START Supplied information
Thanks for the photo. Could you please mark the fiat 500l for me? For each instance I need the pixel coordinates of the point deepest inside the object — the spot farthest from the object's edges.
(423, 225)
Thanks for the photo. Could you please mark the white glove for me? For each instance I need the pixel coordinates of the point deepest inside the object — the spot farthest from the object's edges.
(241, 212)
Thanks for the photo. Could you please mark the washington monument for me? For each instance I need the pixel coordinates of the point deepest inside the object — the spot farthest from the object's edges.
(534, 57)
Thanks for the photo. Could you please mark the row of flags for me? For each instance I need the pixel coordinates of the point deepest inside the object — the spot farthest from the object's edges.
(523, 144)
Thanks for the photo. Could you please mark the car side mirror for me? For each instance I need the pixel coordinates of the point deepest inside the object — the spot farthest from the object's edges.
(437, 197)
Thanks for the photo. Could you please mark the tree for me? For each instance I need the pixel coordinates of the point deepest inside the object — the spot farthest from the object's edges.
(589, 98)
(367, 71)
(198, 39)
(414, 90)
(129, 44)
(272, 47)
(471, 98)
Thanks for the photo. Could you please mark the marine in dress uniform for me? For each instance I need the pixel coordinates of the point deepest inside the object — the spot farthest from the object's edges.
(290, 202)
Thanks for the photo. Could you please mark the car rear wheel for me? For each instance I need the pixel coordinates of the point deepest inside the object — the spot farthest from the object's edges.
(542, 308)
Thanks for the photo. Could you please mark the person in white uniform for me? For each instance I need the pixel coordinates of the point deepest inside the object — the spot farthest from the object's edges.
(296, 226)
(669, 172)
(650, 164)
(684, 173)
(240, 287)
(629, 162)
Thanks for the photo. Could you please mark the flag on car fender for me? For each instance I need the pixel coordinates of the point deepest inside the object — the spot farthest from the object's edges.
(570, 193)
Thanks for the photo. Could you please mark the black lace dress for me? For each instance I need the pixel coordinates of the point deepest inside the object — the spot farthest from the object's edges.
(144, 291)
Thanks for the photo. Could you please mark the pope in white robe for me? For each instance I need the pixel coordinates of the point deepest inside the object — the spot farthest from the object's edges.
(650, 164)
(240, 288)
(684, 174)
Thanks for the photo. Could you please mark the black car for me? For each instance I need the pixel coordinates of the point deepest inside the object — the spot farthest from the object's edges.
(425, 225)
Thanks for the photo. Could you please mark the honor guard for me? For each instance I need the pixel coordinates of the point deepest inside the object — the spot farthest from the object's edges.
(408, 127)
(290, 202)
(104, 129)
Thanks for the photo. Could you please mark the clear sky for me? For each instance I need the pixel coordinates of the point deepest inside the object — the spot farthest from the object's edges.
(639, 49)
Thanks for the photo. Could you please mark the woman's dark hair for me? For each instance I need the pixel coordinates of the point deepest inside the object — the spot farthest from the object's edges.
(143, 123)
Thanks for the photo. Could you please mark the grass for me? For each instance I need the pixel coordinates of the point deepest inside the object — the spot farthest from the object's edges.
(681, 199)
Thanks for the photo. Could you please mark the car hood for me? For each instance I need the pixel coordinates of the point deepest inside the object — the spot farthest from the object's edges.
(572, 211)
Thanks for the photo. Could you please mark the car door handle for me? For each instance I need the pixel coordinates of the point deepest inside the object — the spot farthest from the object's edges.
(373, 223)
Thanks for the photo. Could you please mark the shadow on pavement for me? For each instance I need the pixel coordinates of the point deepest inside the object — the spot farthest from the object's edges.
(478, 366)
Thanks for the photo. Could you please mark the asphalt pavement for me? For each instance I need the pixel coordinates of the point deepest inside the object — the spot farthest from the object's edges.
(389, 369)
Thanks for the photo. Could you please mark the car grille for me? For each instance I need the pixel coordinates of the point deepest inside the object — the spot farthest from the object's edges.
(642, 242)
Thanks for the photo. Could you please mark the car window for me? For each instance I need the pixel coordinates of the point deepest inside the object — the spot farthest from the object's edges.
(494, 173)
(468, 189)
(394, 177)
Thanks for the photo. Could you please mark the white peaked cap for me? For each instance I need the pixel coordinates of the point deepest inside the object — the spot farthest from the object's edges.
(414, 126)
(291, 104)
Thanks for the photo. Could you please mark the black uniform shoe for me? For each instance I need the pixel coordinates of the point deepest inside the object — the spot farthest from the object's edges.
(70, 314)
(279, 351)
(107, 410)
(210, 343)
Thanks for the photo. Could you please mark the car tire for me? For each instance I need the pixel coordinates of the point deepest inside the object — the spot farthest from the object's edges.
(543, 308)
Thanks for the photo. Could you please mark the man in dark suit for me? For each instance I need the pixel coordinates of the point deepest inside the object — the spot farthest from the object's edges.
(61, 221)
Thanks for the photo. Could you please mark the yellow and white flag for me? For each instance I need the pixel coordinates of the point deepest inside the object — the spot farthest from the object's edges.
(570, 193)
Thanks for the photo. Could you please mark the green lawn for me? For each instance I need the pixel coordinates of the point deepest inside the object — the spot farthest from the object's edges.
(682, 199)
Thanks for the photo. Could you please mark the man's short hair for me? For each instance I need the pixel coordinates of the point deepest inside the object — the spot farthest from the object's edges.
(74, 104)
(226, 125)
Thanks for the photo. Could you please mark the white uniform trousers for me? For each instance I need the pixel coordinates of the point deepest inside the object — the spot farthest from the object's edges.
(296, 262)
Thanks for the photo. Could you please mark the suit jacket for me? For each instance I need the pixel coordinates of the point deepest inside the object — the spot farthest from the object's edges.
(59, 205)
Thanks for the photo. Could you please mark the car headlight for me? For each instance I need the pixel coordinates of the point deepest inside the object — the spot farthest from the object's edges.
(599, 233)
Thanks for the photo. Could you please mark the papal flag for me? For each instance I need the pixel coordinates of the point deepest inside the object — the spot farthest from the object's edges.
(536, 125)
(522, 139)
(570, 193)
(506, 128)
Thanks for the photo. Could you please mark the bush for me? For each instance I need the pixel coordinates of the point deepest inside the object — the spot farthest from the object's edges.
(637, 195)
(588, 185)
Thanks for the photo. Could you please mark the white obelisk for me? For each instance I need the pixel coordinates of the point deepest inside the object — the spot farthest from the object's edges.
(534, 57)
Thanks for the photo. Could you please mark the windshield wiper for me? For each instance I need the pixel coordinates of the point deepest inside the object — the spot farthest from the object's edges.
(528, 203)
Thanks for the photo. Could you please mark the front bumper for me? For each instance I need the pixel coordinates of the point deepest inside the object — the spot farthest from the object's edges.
END Supplied information
Try it: Transcribe all records exactly as written.

Result:
Thanks for the photo. Could you please mark the fiat 500l for me? For each instance I need the pixel coordinates of the point deepest inside the object — the spot farthest from the object's edges.
(423, 225)
Thanks for the photo. Could you please mark the white glove for me? For each instance I need the pixel coordinates of the point deepest inside the object — the spot farthest from the object's edges.
(241, 212)
Thanks for the photo. Could you please mark the washington monument for me? For each instance I need the pixel coordinates of the point deepest inside the object — the spot farthest from the object's edges.
(534, 57)
Thanks for the photo. Could you please mark the row of flags for me? For each instance I need the pixel coordinates of the point deepest inside the object — the spot farthest from the object's edges.
(523, 144)
Thanks for the photo. Could you please mark the car side mirror for me? For each instance I need the pixel coordinates of the point deepest inside the object — the spot farthest from the object's edges.
(437, 197)
Thanks for the photo. Could you please mark the tree for me? For each instance I need the pixel coordinates of the point deepest inside the object — the spot farthest from the object's edges.
(589, 98)
(367, 71)
(198, 39)
(414, 90)
(129, 44)
(272, 47)
(471, 98)
Thanks for the photo. Could you please mark the marine in dress uniform for me? For each instance I need the pixel coordinates of the point deepest inside the object — the spot farthest from the object's edges.
(290, 202)
Thanks for the photo. Could you please mark the car rear wheel for me? For each instance I need the pixel coordinates of the point deepest inside the object — the spot farthest from the object's edges.
(542, 308)
Thanks for the photo. Could you please mark the person in white uniform for me? For each instance I need the pixel coordinates of the point deepest inside the object — the spot farthest from the object's edges.
(296, 226)
(669, 172)
(650, 164)
(684, 173)
(240, 287)
(629, 162)
Thanks for the photo. Could you please mark the flag on car fender for me? For each instance I need the pixel coordinates of the point deepest inside the object — the spot farthest from the object's edges.
(570, 193)
Thanks for the photo. Could you please mark the black lace dress for me? For each instance I need the pixel coordinates of the point deepest inside the object — the spot farthest from the object's edges.
(144, 291)
Thanks for the photo. Could you please mark the pope in white robe for me? For each instance I need the pixel coordinates of the point deepest inside the object — the spot farthest from the object's edges.
(650, 164)
(240, 288)
(684, 174)
Thanks for the photo. Could you please mark the black car for me? For each instance I need the pixel coordinates of the point deepest inside the object — the spot farthest from the object's edges.
(425, 225)
Thanks for the photo. Could you please mark the honor guard for me? For each instance I need the pixel coordinates of the point deepest inside the object — the spot farthest from the object's edges.
(408, 127)
(290, 202)
(104, 129)
Thanks for the photo. Could you please mark the clear sky for me? For each instance I need the pixel coordinates of the point deepest inside the object — the spot farthest from the object's edges.
(639, 49)
Thanks for the photo. Could you please mark the woman's dark hair for me? For each instance I need the pixel coordinates of the point deepest inside the object — the spot farthest from the object's edges.
(143, 123)
Thanks for the photo. Could you please mark the grass for me? For each instance I need the pixel coordinates of the point deepest inside the object — the spot farthest from the object's edges.
(681, 199)
Thanks for the photo. Could you please mark the car hood for me? For each instance I need the pixel coordinates of the point deepest inside the object — the spot farthest from the object's edges.
(572, 211)
Thanks for the photo. Could you please mark the car door handle for me? For each instance I need the pixel coordinates of the point deepest inside the object — the spot farthest from the object's edges.
(373, 223)
Thanks for the photo. Could you please mark the shadow on pavement for me? For each instance I need the pixel coordinates of the point deepest inside the object — the spot farthest from the object's edges.
(478, 366)
Thanks for the photo. Could you please mark the asphalt pavement for me? For each instance I need the pixel coordinates of the point deepest inside the object — the spot farthest from the object's edges.
(389, 369)
Thanks for the photo. Could you please mark the car grille for me? For each instance I need the pixel coordinates of the point deepest inside the object — the spot farthest from the object's edges.
(642, 242)
Thanks for the photo. Could you please mark the car window for me? For each instance I need the pixel coordinates of the point deepest inside the object — the spot farthest from the object's edges.
(494, 173)
(468, 189)
(394, 177)
Thanks for the photo. Could you please mark the white peaked cap for me? For each instance I need the pixel coordinates of the point deepest inside the object — the spot farthest from the object's edges.
(414, 126)
(291, 104)
Thanks for the photo. Could you please mark the black uniform shoe for me? For each instance I need the pixel coordinates of the point deepest inside the object — the spot farthest from the object's edges.
(70, 314)
(279, 351)
(107, 410)
(210, 343)
Thanks for the photo. Could you please mark the car tire for me? For each instance I need the pixel coordinates of the point deepest inside the object — the spot farthest from the object's edges.
(543, 308)
Thanks for the photo. Could you please mark the man in dark suit for me? For each instance I need the pixel coordinates of the point deepest inside the object — the spot farthest from the object's edges.
(61, 221)
Thanks for the photo. Could you please mark the yellow and white flag for me? For each instance I need the pixel coordinates of the point deepest inside the object — the spot farthest from the object's edges.
(570, 193)
Thanks for the photo. Could you please mark the green lawn for me? For each instance I need the pixel coordinates of the point deepest inside the object — the spot farthest from the object's edges.
(682, 199)
Thanks for the photo. Could you please mark the man's short hair for me? For each instance I need the pixel coordinates of the point deepest inside the object — the spot farthest from the object's edges.
(74, 104)
(226, 125)
Thanks for the photo. Could you please mark the white uniform trousers for me? For each instance I need the pixel coordinates of the point deepest inside the object — the spot farthest from the object's edges.
(296, 262)
Thanks for the photo. Could you please mark the suit jacket for me? For each instance I need the pixel coordinates of the point deepest inside the object — the spot farthest from the object's edges.
(59, 205)
Thanks for the photo. Could you please mark the car headlight for me? For each instance I need the pixel coordinates of the point deepest inside the object — the spot farthest from the object's edges.
(599, 233)
Thanks for the photo. Could you please mark the papal flag for me? For each instance I need the pixel coordinates of the point deepest inside the object — the spot farthest from the object's edges.
(536, 125)
(522, 139)
(570, 193)
(506, 128)
Thanks for the photo. Could you please mark the bush for me? For each instance I need the pixel coordinates of the point deepest inside the object — the spot farthest from the object's edges.
(637, 195)
(588, 185)
Thanks for the photo. Could you please mark the white obelisk for me? For each instance I need the pixel coordinates of the point deepest inside the object — the spot farthest from the object's edges.
(534, 57)
Thanks for the photo. Could you please mark the windshield wiper for me? For each instance I need the pixel coordinates of the point deepest inside the object — the spot farthest from the object's edges.
(528, 203)
Thanks for the photo. Could you please mark the front bumper for me? For each instance I need the pixel coordinates of the point deepest inside the object — the spot farthest from the object's edges.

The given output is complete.